Directions for this task
All of the data below should be written out exactly.

━━━ Available records ━━━

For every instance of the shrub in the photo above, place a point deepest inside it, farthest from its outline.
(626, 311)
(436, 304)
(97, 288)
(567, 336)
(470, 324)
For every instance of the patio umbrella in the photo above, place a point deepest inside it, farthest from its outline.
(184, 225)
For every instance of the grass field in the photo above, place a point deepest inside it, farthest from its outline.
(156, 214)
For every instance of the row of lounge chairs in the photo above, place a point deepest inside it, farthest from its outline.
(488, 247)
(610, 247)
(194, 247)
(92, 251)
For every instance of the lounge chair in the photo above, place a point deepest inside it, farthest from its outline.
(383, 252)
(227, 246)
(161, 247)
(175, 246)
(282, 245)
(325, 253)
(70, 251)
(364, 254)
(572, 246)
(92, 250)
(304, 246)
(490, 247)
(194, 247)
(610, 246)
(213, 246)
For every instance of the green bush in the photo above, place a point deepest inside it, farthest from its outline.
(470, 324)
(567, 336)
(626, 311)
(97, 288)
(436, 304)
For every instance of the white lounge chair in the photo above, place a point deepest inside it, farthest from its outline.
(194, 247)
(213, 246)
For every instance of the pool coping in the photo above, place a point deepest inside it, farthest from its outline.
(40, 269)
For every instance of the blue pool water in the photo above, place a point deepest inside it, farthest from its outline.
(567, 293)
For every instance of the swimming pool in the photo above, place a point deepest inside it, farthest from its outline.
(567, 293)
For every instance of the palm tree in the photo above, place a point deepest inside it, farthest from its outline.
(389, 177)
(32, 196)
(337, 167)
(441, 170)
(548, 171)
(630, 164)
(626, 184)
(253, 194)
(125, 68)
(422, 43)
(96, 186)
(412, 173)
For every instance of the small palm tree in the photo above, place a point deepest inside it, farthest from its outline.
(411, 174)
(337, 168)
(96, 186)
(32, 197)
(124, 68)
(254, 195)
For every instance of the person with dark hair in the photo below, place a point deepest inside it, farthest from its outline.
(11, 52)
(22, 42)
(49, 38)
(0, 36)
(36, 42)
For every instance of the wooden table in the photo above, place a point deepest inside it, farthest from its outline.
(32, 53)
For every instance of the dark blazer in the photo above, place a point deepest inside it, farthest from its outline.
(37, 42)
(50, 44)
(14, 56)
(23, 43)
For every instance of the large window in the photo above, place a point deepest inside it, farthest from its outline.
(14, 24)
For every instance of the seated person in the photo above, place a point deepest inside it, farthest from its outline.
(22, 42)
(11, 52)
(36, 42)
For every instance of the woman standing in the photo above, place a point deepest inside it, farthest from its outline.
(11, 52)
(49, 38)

━━━

Expected output
For every instance of the shrub in the photo above, place a point deepest inside it, farthest from its outline.
(626, 311)
(436, 304)
(97, 288)
(567, 336)
(470, 324)
For every instance of the patio umbrella in the photo above, place a point deepest inside it, farthest from its outline.
(184, 225)
For every instance of the grass field in the photo above, place a point deepest inside it, farthest from its outline.
(156, 214)
For every instance of the row of lounge chairs in the photo above, place a point deepest inside it, farthest from its outline.
(488, 247)
(610, 247)
(194, 247)
(92, 251)
For every instance of the lounge chair in the photo above, place a point deepest inside it, farthest from its outline.
(383, 252)
(227, 246)
(161, 247)
(175, 246)
(282, 245)
(325, 253)
(70, 251)
(364, 254)
(572, 246)
(92, 250)
(304, 246)
(490, 247)
(194, 247)
(610, 246)
(213, 246)
For every instance of the green bush in the photo above, place a point deepest inside it, farthest from its outline.
(470, 324)
(567, 336)
(626, 311)
(97, 288)
(436, 304)
For every instance of the white lounge chair in the photo above, place a point deepest inside it, farthest from its outline.
(194, 247)
(213, 246)
For every instance of the pool coping in the photo above, place a point deepest inside it, farthest from its outline.
(40, 269)
For every instance of the blue pool water in the photo above, place a point deepest inside it, farthest from its outline.
(567, 293)
For every instance of the swimming pool in the photo above, place a point deepest inside it, farthest from its outline.
(567, 293)
For every instance of the palm tree in the photo above, place a point deepest inside it, farthest from its outline.
(389, 177)
(32, 196)
(337, 167)
(441, 170)
(548, 171)
(630, 164)
(626, 184)
(253, 194)
(125, 68)
(422, 43)
(96, 186)
(412, 173)
For every instance of the small palm tree in the photo above, place a point deepest inside it, farthest from its outline.
(411, 174)
(337, 168)
(96, 186)
(32, 197)
(124, 68)
(254, 195)
For every instance of the person with dark hair in the photo below, place a point deepest inside it, farthest from its outline.
(11, 52)
(22, 42)
(49, 38)
(0, 36)
(36, 42)
For every instance of the wooden table in the photo above, place a point deepest inside it, farthest from its outline.
(32, 53)
For every instance of the dark blazer in the photo above, place a point deepest inside it, farthest from its outline.
(37, 42)
(50, 44)
(14, 56)
(23, 43)
For every instance of the large window in the photo above, place a point deepest inside it, farthest from its outline.
(14, 24)
For every instance of the seated person in the photo above, place a point deepest inside it, farthest from its outline.
(22, 42)
(11, 52)
(36, 42)
For every instance of the woman standing in the photo above, place a point deepest inside it, farthest from its outline.
(11, 52)
(49, 38)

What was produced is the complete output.